[THE EXERCISE] Recast the stretch of data from the line containing "[point] at the tree shadow" through the line containing "(1009, 681)", both included, as a numbered list with blank lines omitted. Leave the pictures out of the answer.

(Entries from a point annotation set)

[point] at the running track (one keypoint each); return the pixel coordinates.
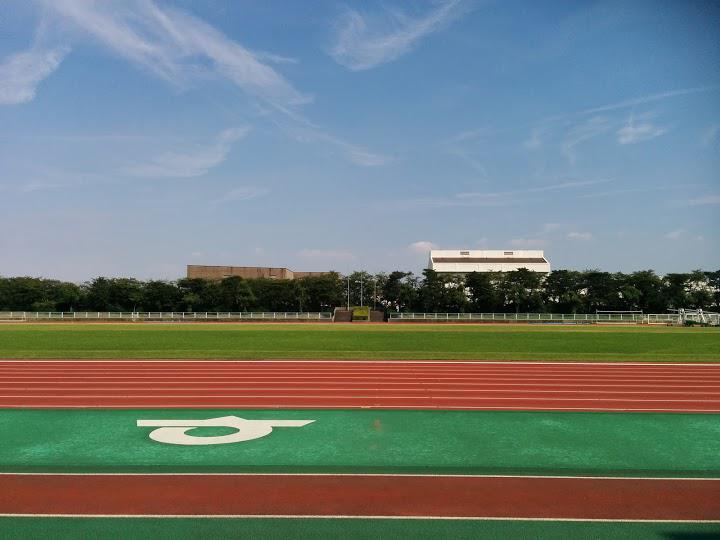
(646, 387)
(352, 384)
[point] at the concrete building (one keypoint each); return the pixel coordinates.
(466, 261)
(246, 272)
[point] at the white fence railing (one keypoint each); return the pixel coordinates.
(164, 315)
(637, 318)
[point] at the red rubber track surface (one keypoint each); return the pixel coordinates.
(318, 495)
(353, 384)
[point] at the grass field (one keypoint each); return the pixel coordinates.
(100, 528)
(431, 342)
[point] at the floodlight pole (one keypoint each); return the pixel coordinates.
(361, 298)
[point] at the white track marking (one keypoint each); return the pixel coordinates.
(391, 475)
(709, 363)
(304, 406)
(302, 516)
(374, 397)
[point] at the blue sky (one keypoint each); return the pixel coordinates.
(137, 136)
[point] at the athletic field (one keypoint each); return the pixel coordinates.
(364, 431)
(359, 341)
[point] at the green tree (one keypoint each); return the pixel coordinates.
(482, 291)
(563, 291)
(235, 294)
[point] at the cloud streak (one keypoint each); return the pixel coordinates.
(362, 42)
(634, 132)
(194, 162)
(176, 46)
(21, 73)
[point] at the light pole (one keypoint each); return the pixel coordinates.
(362, 303)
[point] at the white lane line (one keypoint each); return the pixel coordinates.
(307, 516)
(698, 363)
(477, 387)
(355, 397)
(51, 392)
(60, 379)
(306, 406)
(403, 475)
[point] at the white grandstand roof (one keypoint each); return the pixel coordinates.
(468, 260)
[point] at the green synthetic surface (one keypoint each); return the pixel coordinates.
(350, 529)
(359, 341)
(443, 442)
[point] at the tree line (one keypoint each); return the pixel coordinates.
(521, 291)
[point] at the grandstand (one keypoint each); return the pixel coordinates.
(466, 261)
(246, 272)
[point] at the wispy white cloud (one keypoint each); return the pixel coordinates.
(422, 246)
(176, 46)
(304, 131)
(527, 243)
(634, 132)
(326, 254)
(534, 142)
(243, 193)
(22, 72)
(477, 199)
(649, 99)
(196, 161)
(582, 132)
(707, 199)
(675, 235)
(710, 135)
(539, 189)
(363, 41)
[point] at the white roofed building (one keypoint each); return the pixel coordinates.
(453, 261)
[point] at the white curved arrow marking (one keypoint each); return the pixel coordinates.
(175, 431)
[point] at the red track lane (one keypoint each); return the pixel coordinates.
(361, 495)
(352, 384)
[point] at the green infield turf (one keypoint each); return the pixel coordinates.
(351, 529)
(432, 342)
(364, 441)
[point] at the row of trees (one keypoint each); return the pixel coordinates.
(562, 291)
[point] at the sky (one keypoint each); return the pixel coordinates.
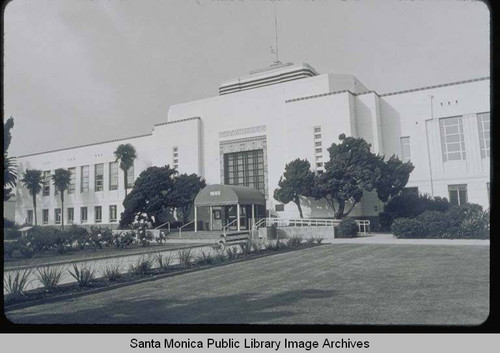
(84, 71)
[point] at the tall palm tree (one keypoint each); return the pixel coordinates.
(126, 154)
(32, 180)
(61, 180)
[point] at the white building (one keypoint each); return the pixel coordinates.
(275, 115)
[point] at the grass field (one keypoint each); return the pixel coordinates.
(331, 284)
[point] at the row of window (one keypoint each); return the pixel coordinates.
(84, 179)
(70, 212)
(452, 138)
(457, 193)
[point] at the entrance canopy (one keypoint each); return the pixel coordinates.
(220, 195)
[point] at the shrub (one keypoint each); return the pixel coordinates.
(232, 253)
(294, 240)
(99, 236)
(185, 257)
(142, 265)
(411, 205)
(83, 273)
(111, 272)
(407, 228)
(123, 239)
(11, 233)
(435, 224)
(348, 228)
(163, 260)
(385, 219)
(49, 276)
(15, 283)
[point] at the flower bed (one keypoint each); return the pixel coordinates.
(147, 267)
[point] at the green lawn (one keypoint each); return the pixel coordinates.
(331, 284)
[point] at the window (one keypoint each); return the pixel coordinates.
(130, 177)
(483, 124)
(85, 178)
(45, 216)
(405, 149)
(83, 215)
(99, 177)
(113, 176)
(245, 168)
(71, 215)
(458, 194)
(98, 214)
(30, 217)
(46, 183)
(72, 181)
(112, 213)
(452, 138)
(58, 215)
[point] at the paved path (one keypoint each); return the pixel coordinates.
(331, 284)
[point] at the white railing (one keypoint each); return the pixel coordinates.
(167, 223)
(224, 229)
(180, 228)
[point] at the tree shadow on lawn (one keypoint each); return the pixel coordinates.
(229, 309)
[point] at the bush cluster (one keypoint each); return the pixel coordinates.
(348, 228)
(458, 222)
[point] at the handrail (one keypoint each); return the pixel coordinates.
(163, 225)
(227, 225)
(180, 228)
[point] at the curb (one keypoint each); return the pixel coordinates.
(47, 300)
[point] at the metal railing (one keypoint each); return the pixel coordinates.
(180, 228)
(167, 223)
(226, 226)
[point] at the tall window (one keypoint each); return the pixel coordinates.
(83, 214)
(71, 215)
(72, 181)
(99, 177)
(85, 178)
(112, 213)
(46, 183)
(45, 216)
(458, 194)
(483, 123)
(58, 215)
(98, 214)
(30, 217)
(130, 177)
(452, 138)
(113, 176)
(245, 168)
(405, 149)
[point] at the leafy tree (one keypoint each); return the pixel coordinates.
(152, 193)
(61, 180)
(296, 181)
(186, 187)
(393, 177)
(9, 166)
(126, 154)
(351, 169)
(32, 180)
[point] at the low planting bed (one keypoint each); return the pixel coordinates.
(148, 267)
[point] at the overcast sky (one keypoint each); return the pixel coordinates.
(81, 71)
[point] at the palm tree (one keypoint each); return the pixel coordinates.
(32, 180)
(126, 155)
(61, 180)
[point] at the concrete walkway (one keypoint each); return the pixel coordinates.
(387, 238)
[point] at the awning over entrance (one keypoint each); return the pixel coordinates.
(220, 195)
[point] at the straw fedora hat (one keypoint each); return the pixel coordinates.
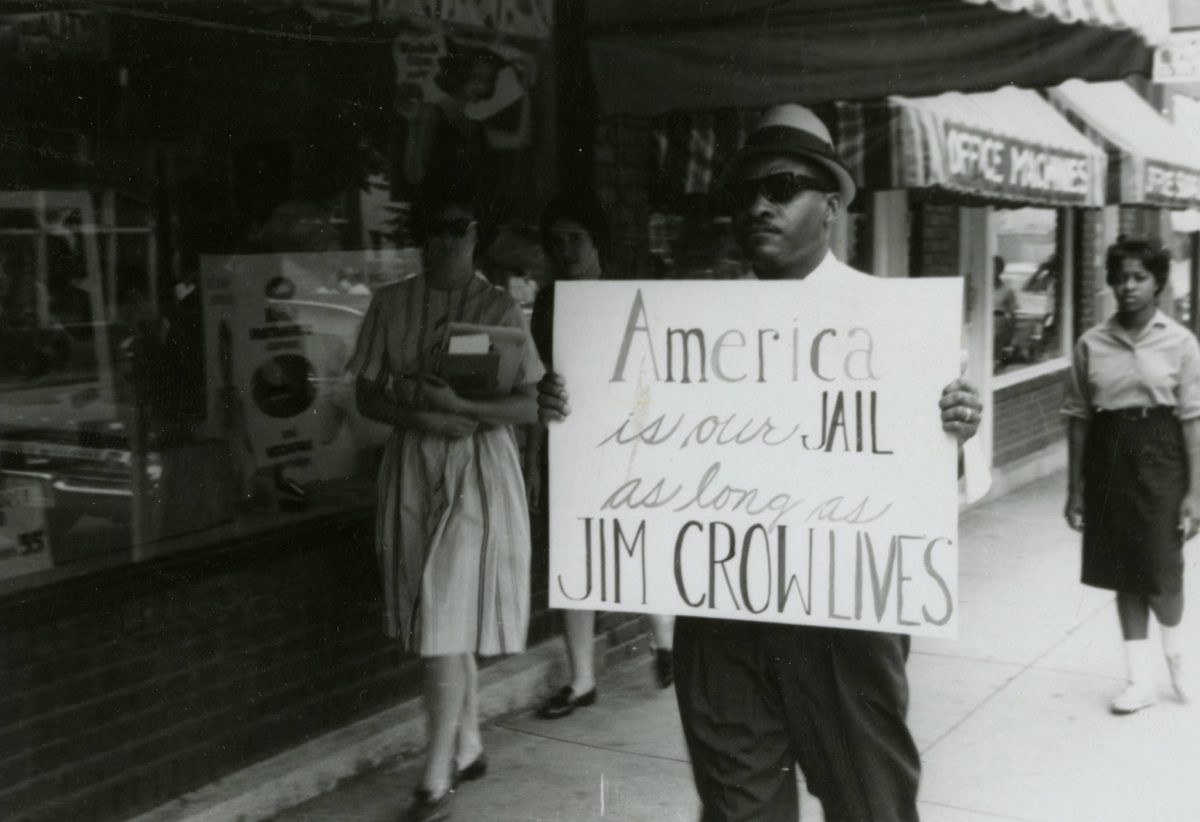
(791, 129)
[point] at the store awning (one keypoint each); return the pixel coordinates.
(999, 147)
(1007, 145)
(652, 57)
(1152, 161)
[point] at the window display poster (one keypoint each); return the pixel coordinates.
(24, 538)
(280, 330)
(767, 451)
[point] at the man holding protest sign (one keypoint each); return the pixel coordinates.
(756, 697)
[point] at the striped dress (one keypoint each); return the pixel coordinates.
(453, 525)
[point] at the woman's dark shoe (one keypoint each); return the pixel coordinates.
(426, 808)
(472, 772)
(565, 702)
(664, 666)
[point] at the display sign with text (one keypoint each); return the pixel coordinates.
(985, 162)
(757, 450)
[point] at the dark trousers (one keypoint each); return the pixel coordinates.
(757, 699)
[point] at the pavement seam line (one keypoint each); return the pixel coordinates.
(589, 747)
(1009, 681)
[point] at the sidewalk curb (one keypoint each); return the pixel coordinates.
(316, 767)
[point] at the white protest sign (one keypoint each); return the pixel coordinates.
(767, 451)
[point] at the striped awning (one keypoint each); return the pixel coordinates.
(653, 57)
(1152, 161)
(1152, 21)
(1007, 145)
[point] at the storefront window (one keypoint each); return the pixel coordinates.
(1027, 295)
(183, 274)
(1176, 298)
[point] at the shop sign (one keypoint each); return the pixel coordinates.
(1171, 185)
(760, 451)
(979, 161)
(54, 35)
(521, 18)
(1177, 60)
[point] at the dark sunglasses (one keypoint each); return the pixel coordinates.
(456, 228)
(779, 189)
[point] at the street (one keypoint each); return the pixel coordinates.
(1012, 718)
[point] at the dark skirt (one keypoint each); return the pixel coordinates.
(1135, 475)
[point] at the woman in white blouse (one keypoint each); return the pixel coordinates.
(1133, 405)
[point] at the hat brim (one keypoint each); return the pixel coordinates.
(846, 187)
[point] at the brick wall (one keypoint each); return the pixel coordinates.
(1140, 222)
(125, 689)
(1027, 418)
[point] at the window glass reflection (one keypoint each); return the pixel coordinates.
(1026, 289)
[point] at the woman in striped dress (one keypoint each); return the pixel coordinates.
(1133, 405)
(453, 527)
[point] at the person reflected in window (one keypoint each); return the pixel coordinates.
(451, 526)
(444, 142)
(1133, 411)
(1003, 315)
(575, 234)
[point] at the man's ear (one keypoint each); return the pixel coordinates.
(833, 207)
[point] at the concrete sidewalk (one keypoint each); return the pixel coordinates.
(1012, 718)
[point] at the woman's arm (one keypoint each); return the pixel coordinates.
(1077, 439)
(516, 408)
(1189, 516)
(375, 405)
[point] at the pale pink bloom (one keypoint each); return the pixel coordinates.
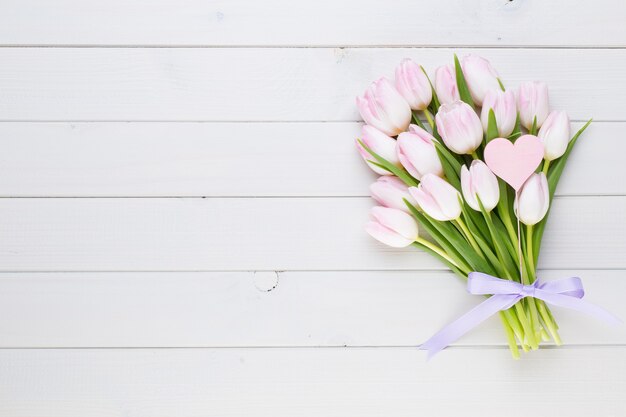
(478, 182)
(533, 101)
(445, 85)
(383, 107)
(437, 198)
(459, 127)
(480, 77)
(392, 227)
(555, 135)
(379, 143)
(413, 85)
(417, 153)
(533, 199)
(504, 108)
(391, 192)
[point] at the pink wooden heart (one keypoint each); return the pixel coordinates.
(514, 162)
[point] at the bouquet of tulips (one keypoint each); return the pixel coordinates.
(431, 143)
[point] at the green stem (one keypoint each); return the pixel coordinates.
(470, 238)
(437, 250)
(529, 250)
(510, 337)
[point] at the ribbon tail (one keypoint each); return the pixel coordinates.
(467, 322)
(578, 304)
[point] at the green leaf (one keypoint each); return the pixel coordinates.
(461, 83)
(553, 179)
(517, 130)
(492, 127)
(383, 163)
(499, 239)
(433, 231)
(533, 128)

[THE RESULT]
1. [point] at the tree shadow on lawn (one keypoint each); return the pixel coordinates.
2. (229, 309)
3. [point] at the bush cluster (one keypoint each); return the pixel coordinates.
4. (348, 228)
5. (458, 222)
6. [point] at the handrail (one keypoint each); return the pixel coordinates.
7. (163, 225)
8. (227, 225)
9. (180, 228)
10. [point] at the curb (one keypoint each); return the pixel coordinates.
11. (47, 300)
12. [point] at the metal railing (one keypoint each); return the pixel coordinates.
13. (180, 228)
14. (167, 223)
15. (226, 226)
16. [point] at the tall window (one keypoint each); return the pixel coordinates.
17. (83, 214)
18. (71, 215)
19. (72, 181)
20. (99, 177)
21. (85, 178)
22. (112, 213)
23. (46, 183)
24. (45, 216)
25. (458, 194)
26. (483, 123)
27. (58, 215)
28. (98, 214)
29. (30, 217)
30. (130, 177)
31. (452, 138)
32. (113, 176)
33. (245, 168)
34. (405, 149)
35. [point] at the leafy tree (one keypoint each); return the pixel coordinates.
36. (152, 193)
37. (61, 180)
38. (296, 181)
39. (186, 187)
40. (393, 177)
41. (9, 166)
42. (126, 154)
43. (351, 169)
44. (32, 180)
45. [point] at the low planting bed (one keypoint each); return the pixel coordinates.
46. (148, 267)
47. [point] at the overcast sky (one keypoint each); return the pixel coordinates.
48. (81, 71)
49. [point] at the palm tree (one keypoint each); return the pixel coordinates.
50. (32, 180)
51. (126, 155)
52. (61, 180)
53. [point] at the concrete walkway (one keypoint each); return the pixel coordinates.
54. (387, 238)
55. [point] at the awning over entrance (one keypoint each); return the pixel coordinates.
56. (220, 195)
57. [point] at the straw fedora hat (one keypoint each); return the pixel coordinates.
58. (791, 129)
59. [point] at the store awning (one keypoint each); return the pixel coordinates.
60. (999, 147)
61. (1007, 145)
62. (652, 57)
63. (1152, 161)
64. [point] at the window display poster (one keypoint each); return the pixel coordinates.
65. (24, 538)
66. (280, 330)
67. (767, 451)
68. [point] at the man holding protest sign (one keypoint each); return the pixel coordinates.
69. (756, 697)
70. [point] at the striped dress (one keypoint each); return the pixel coordinates.
71. (453, 525)
72. [point] at the woman's dark shoe (one keypoint each); return the pixel coordinates.
73. (426, 808)
74. (472, 772)
75. (565, 702)
76. (664, 666)
77. [point] at the display sign with text (one keypoint each); return the pixel coordinates.
78. (985, 162)
79. (757, 450)
80. [point] at the dark trousers (one keypoint each); return the pixel coordinates.
81. (757, 699)
82. [point] at the pavement seam line (one keypoint each); return the pixel coordinates.
83. (589, 747)
84. (1009, 681)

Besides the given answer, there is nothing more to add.